> _Excerpted text_:
In the end, the problem with the JC letter is that it completely understates the scale of the attack on local government and local democracy. This is not “business as usual”, a few nasty cuts etc.  This is a once in a lifetime, permanent dismantling and shrinkage of the local state, a huge extension of privatisation of local services and an undermining of local democracy itself - there is little point in having locally elected councillors if their job is (from Nicholas Ridley’s famous quote): “to meet once a year to hand out the contracts”.

The only silver lining in the letter is its appeal for councillors to support local campaigners (even if this is clearly contradictory to their councillors supporting cuts budgets!) and to be organising mass campaigns against local government cuts. This gives an opportunity to campaigners to point out that Labour councillors are only doing one half of the message from the JC letter, and not the other.

But it really could have been so much better.
According to the Guardian some Momentum branches have been pushing for a more radical approach:
It is known that Corbyn’s office has discussed various forms of defiance strategy with council leaders, such as setting a needs-based budget. This idea has been raised at some meetings of Momentum, the pressure group set up by Corbyn supporters to retain his support in the wider Labour movement. According to a Socialist party account, some Momentum group meetings are backing illegal budgets, and are planning to call for them early next year.

> _Record set_:
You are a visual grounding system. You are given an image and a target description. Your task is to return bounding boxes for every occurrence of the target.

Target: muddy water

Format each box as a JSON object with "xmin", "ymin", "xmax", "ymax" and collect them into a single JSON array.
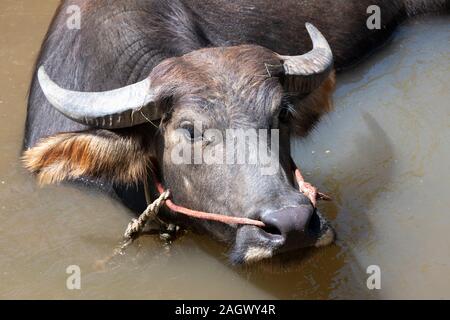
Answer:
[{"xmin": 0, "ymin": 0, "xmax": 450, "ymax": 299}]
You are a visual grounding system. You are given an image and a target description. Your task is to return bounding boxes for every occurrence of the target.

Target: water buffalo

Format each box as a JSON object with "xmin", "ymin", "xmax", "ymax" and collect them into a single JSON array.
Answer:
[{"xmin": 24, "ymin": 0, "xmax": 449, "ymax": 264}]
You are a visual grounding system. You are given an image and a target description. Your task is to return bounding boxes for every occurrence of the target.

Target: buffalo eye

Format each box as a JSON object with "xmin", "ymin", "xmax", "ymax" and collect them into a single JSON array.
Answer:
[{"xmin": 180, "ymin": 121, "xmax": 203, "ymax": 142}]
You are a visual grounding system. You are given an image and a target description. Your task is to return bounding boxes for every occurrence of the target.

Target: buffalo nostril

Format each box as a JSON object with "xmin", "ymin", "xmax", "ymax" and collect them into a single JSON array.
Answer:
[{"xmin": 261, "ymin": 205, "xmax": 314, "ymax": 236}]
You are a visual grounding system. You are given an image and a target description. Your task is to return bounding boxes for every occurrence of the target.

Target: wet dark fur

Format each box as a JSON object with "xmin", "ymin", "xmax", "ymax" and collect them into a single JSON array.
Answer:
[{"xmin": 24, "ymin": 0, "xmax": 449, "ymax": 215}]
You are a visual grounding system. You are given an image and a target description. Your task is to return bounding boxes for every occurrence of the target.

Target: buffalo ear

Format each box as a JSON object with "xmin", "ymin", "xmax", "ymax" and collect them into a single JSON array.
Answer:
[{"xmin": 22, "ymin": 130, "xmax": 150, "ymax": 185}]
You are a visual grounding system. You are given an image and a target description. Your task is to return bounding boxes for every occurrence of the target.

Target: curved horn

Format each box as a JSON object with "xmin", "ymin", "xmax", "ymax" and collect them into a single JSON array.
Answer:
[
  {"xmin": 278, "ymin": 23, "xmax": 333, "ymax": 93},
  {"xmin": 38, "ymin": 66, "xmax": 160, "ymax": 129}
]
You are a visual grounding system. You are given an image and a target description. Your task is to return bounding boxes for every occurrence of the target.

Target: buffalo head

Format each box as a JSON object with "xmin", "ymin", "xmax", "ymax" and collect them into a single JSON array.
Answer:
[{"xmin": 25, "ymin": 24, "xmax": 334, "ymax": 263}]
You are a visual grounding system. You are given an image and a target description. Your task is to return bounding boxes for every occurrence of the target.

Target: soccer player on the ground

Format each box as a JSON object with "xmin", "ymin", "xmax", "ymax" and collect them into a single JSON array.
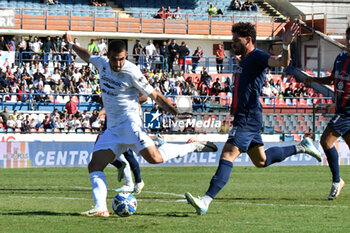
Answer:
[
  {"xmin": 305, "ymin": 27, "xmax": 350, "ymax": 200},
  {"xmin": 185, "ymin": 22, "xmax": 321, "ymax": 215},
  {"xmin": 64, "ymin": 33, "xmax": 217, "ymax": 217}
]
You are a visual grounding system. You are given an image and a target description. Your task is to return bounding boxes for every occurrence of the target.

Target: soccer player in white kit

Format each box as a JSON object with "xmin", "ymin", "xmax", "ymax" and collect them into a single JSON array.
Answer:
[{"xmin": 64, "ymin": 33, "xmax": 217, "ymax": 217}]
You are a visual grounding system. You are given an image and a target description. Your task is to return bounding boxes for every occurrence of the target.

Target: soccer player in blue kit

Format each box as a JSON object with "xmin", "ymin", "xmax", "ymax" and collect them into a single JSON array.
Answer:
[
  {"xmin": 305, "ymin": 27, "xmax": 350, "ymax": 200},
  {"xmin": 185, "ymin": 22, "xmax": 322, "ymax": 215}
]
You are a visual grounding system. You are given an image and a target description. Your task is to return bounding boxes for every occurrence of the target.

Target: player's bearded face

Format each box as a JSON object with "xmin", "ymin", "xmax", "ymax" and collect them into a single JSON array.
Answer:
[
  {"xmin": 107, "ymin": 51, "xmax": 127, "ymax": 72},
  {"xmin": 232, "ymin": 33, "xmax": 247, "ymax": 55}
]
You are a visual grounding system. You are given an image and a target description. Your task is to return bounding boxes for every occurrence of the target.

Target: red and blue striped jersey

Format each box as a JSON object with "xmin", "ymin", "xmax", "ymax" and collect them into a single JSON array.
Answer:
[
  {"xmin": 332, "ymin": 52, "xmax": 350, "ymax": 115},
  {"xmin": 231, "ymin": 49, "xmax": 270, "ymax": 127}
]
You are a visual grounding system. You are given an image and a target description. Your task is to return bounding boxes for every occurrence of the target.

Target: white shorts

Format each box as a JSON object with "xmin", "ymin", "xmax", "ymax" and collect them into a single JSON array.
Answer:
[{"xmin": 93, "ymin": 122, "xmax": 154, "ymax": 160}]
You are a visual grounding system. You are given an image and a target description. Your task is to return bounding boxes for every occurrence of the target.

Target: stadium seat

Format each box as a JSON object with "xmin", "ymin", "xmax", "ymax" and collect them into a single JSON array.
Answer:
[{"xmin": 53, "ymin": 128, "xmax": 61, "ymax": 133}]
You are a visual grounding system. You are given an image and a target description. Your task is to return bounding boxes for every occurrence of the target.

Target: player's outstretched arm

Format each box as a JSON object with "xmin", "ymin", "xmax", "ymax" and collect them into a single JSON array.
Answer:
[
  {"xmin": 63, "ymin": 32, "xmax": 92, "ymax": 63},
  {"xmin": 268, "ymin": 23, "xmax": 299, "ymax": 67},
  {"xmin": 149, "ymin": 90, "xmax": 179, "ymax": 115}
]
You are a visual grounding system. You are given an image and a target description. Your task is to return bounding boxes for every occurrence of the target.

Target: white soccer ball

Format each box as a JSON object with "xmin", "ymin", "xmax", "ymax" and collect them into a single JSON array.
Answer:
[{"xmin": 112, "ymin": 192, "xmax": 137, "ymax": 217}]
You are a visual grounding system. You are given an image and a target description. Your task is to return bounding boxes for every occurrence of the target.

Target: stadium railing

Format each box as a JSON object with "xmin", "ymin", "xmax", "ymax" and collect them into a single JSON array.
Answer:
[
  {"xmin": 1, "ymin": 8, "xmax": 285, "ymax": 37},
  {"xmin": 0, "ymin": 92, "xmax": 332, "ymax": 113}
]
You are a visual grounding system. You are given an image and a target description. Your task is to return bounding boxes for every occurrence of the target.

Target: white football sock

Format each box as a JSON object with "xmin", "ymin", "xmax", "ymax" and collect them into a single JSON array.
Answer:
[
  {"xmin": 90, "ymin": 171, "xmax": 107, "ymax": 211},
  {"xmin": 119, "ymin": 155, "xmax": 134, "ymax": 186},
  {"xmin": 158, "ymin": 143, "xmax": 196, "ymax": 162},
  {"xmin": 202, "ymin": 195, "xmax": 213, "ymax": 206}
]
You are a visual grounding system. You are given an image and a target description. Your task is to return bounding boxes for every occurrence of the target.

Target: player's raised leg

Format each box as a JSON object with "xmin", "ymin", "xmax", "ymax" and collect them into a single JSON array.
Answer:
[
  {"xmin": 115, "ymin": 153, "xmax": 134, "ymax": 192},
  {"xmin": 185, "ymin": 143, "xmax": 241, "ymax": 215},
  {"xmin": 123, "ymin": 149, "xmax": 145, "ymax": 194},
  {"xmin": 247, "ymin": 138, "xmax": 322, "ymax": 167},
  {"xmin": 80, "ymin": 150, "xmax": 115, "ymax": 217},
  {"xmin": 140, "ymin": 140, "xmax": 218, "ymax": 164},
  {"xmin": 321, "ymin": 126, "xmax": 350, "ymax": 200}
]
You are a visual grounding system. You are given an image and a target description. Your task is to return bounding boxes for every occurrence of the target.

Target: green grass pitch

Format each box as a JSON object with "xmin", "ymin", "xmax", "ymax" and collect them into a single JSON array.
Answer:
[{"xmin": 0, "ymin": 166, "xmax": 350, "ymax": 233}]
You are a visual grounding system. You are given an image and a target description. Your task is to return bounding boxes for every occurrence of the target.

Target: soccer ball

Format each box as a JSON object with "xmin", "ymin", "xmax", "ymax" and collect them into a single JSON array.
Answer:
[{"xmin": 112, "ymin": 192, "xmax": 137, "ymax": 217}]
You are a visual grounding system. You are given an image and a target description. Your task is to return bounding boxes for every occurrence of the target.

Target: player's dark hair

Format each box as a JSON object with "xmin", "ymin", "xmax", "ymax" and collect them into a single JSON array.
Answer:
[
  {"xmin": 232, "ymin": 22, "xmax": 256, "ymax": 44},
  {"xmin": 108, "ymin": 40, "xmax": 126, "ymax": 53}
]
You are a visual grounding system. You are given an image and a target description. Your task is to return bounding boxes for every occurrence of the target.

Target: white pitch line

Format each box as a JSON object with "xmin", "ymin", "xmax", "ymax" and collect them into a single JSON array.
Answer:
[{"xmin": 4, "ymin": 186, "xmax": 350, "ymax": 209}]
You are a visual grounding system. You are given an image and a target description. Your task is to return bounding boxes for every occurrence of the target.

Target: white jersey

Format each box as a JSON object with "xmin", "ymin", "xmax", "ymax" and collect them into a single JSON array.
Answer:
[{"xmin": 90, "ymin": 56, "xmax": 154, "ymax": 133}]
--
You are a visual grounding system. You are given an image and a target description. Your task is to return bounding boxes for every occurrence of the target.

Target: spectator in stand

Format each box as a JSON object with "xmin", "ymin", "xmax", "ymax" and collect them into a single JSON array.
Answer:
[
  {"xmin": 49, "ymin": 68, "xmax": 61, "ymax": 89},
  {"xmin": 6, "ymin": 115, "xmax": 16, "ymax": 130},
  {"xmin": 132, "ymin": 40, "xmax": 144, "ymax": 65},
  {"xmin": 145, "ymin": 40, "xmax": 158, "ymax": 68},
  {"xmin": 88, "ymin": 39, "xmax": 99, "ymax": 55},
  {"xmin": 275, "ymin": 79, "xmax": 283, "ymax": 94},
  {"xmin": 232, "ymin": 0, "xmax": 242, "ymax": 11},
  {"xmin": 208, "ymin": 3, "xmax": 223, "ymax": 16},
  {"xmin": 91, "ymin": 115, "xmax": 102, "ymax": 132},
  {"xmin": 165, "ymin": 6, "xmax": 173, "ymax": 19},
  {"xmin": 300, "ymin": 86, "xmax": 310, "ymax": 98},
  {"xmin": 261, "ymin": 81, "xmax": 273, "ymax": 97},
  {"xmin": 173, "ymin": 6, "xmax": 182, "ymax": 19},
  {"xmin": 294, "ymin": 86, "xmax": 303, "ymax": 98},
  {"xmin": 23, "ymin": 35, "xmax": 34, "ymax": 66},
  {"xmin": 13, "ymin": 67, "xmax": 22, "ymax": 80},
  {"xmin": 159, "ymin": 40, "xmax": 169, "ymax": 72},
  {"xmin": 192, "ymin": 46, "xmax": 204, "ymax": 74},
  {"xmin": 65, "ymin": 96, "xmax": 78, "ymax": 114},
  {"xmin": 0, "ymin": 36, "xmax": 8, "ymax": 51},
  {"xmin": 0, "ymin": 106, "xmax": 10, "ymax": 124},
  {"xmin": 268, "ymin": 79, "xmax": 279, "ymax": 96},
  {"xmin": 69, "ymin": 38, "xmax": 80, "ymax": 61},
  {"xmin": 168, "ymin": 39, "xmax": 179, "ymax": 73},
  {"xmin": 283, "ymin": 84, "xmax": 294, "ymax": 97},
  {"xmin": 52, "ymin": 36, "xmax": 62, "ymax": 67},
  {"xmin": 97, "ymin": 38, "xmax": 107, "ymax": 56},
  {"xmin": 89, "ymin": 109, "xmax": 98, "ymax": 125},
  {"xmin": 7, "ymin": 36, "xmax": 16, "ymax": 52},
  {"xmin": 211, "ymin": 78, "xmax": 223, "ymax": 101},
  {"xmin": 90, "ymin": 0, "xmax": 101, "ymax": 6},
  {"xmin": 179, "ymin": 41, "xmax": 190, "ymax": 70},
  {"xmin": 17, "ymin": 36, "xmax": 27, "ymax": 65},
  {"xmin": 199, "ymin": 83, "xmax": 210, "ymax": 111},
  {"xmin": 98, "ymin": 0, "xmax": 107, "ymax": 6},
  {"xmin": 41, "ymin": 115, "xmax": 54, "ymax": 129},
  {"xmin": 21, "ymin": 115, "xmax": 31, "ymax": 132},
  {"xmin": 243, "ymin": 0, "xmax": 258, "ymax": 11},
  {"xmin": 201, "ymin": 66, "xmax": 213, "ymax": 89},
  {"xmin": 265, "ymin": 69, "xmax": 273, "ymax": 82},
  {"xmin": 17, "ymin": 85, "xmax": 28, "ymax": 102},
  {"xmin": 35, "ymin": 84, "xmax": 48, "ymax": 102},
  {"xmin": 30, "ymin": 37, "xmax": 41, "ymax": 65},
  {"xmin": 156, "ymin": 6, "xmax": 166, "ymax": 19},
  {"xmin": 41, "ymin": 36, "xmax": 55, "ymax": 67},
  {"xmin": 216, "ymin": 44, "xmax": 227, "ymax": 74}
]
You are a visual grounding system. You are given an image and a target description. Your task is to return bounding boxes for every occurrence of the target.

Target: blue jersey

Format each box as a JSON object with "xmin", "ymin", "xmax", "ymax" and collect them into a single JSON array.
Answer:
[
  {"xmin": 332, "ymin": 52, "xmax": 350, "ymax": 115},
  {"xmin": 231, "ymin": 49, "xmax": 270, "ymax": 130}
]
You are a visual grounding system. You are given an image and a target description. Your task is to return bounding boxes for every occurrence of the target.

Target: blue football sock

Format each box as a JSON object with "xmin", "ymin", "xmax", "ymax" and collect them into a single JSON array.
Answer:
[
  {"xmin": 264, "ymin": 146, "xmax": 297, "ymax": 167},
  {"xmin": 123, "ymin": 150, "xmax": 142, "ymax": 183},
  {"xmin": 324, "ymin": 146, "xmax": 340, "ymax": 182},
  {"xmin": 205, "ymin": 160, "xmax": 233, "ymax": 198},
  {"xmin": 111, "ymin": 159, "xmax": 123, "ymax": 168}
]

> _What you have to do_:
Write the next part of the commentary on local government cuts, starting right after its last sentence.

> _Reply_:
The account states that a conference is being planned to oppose budget cuts: “Given that we were told that Bristol has the largest Momentum group outside London, with a network already of over 800 names, there is real scope for a conference to be an important milestone in our campaign. It was explicitly agreed within both the Action Hub and the plenary session that part of the campaign against local authority budget cuts should also involve writing to every Labour and Green councillor and candidate, demanding that they refuse to comply with any cuts budgets."
Since the local government cuts began the idea of setting a needs-based budget has been raised, with a softer position being constructing a needs-based budget in parallel with a cuts budget. The former could then become a tool in campaigning for a budget (and thus funding) that really meets local needs whilst at the same time setting a balanced budget that fends of government intervention.

Can any real campaign be built between Councils, some of which like Brent are not exactly stuffued with Corbyn supporters, and labour and trade union movement and the wider community?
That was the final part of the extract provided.